TUGAS LATIHAN:
Tuliskan kembali seluruh teks tentang desa di bawah, kata demi kata tanpa perubahan apa pun.

TEKS BACAAN:

◆ ◆ ◆ ◆ ◆ ◆ ◆

Sumber ilustrasi: pixabay
Oleh: Pandu Sagara
26 Mei 2025 18.50 WIB – Umum
_________________________________________________________________________________________________________________________________________________
Ada pertanyaan yang sangat mengganggu, yakni mengapa desa dianggap hanya menjadi tempat bagi petani (desa pedalaman) dan nelayan (desa pesisir)? Atau, mengapa sangat kuat kesan bahwa desa hanyalah menyediakan lapangan kerja untuk petani dan nelayan? Apakah tidak ada jenis-jenis pekerjaan lain di desa? Apakah desa benar-benar akan menjadi masa lalu? Apakah desa tidak memang tidak mampu memberikan harapan bagi masa depan, termasuk untuk anak-anaknya sendiri? Jika benar, dimana masalahnya? Apakah ada jalan untuk mengubah atau menjawab masalah-masalah tersebut?

◆ ◆ ◆ ◆ ◆ ◆ ◆

INFORMASI YANG DIBERIKAN:
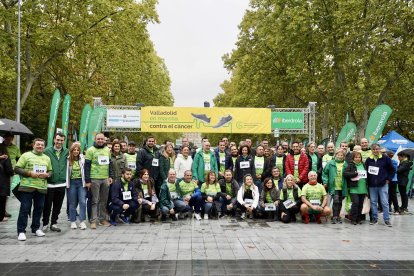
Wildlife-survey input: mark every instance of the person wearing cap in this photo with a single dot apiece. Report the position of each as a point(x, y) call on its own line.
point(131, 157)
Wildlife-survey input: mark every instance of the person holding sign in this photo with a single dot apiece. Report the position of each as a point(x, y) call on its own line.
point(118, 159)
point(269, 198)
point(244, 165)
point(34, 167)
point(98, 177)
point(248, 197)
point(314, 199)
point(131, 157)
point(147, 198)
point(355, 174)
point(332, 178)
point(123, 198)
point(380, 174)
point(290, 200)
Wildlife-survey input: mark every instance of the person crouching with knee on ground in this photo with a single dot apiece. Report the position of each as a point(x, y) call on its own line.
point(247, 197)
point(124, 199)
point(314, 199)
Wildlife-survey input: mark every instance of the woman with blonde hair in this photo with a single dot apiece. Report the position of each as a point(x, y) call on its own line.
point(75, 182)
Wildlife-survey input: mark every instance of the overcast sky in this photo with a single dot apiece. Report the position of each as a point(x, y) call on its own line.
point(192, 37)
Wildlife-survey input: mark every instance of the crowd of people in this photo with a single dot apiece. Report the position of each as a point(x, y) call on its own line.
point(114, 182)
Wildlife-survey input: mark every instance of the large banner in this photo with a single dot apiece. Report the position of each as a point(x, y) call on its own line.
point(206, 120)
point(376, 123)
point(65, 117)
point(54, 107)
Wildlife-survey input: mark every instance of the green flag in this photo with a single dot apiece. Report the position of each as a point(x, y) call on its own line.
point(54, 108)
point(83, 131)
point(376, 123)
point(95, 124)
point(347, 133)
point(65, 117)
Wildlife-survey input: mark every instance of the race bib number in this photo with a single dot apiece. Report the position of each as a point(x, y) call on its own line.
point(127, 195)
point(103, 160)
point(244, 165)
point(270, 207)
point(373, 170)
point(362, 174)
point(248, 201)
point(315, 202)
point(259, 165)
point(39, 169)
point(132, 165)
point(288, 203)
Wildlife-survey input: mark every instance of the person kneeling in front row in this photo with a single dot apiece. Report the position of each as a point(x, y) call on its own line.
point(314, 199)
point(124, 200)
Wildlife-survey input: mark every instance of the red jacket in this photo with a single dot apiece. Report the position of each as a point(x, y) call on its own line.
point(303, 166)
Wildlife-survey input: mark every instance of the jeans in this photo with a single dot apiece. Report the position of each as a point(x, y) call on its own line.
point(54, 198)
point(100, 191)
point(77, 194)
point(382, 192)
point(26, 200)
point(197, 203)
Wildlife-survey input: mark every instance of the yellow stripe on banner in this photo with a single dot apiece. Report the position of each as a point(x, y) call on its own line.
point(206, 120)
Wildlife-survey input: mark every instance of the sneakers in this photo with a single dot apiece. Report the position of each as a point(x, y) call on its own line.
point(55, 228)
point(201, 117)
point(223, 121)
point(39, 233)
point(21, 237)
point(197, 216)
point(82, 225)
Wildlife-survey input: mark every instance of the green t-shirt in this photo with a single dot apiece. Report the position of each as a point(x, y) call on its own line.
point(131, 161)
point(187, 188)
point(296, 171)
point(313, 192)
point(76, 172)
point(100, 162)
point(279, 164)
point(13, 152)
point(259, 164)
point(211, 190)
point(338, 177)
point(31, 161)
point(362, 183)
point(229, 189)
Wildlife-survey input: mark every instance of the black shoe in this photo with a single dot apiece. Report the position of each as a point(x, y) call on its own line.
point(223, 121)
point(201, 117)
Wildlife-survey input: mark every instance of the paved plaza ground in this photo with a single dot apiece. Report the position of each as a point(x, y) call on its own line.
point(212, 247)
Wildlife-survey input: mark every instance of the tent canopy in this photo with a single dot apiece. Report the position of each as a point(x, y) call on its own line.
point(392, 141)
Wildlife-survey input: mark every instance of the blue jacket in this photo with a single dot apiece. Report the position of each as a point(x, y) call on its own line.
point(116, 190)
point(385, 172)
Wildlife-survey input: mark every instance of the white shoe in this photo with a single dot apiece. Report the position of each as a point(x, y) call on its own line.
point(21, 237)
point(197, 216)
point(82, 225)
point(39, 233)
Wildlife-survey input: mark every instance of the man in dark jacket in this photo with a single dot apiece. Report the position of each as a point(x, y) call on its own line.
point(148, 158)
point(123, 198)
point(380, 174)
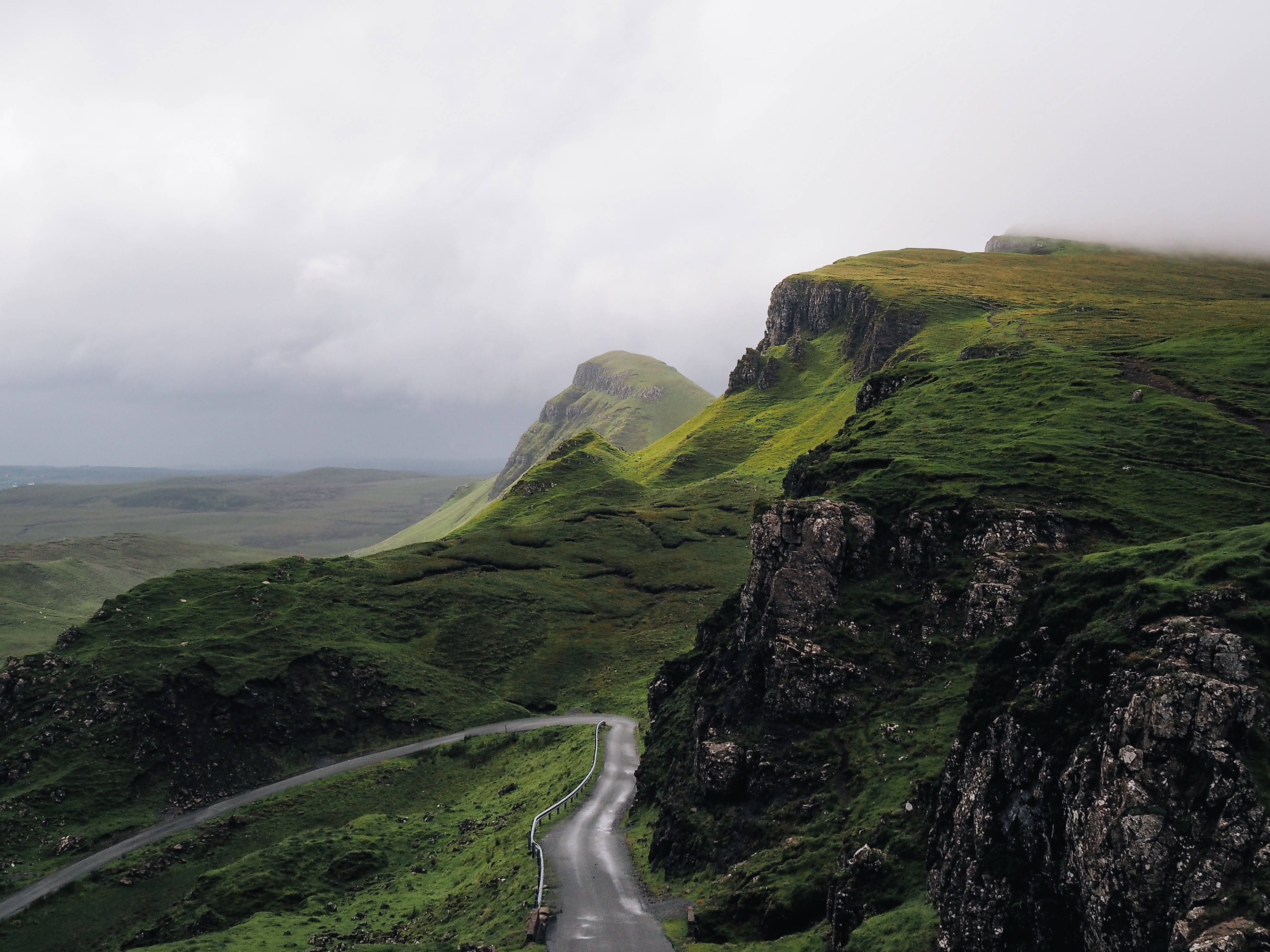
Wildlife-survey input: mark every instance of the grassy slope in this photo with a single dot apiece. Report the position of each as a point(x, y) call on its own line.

◆ ◆ ◆ ◆ ◆ ◆ ◆

JAWABAN TERTULIS:
Sumber ilustrasi: pixabay
Oleh: Pandu Sagara
26 Mei 2025 18.50 WIB – Umum
_________________________________________________________________________________________________________________________________________________
Ada pertanyaan yang sangat mengganggu, yakni mengapa desa dianggap hanya menjadi tempat bagi petani (desa pedalaman) dan nelayan (desa pesisir)? Atau, mengapa sangat kuat kesan bahwa desa hanyalah menyediakan lapangan kerja untuk petani dan nelayan? Apakah tidak ada jenis-jenis pekerjaan lain di desa? Apakah desa benar-benar akan menjadi masa lalu? Apakah desa tidak memang tidak mampu memberikan harapan bagi masa depan, termasuk untuk anak-anaknya sendiri? Jika benar, dimana masalahnya? Apakah ada jalan untuk mengubah atau menjawab masalah-masalah tersebut?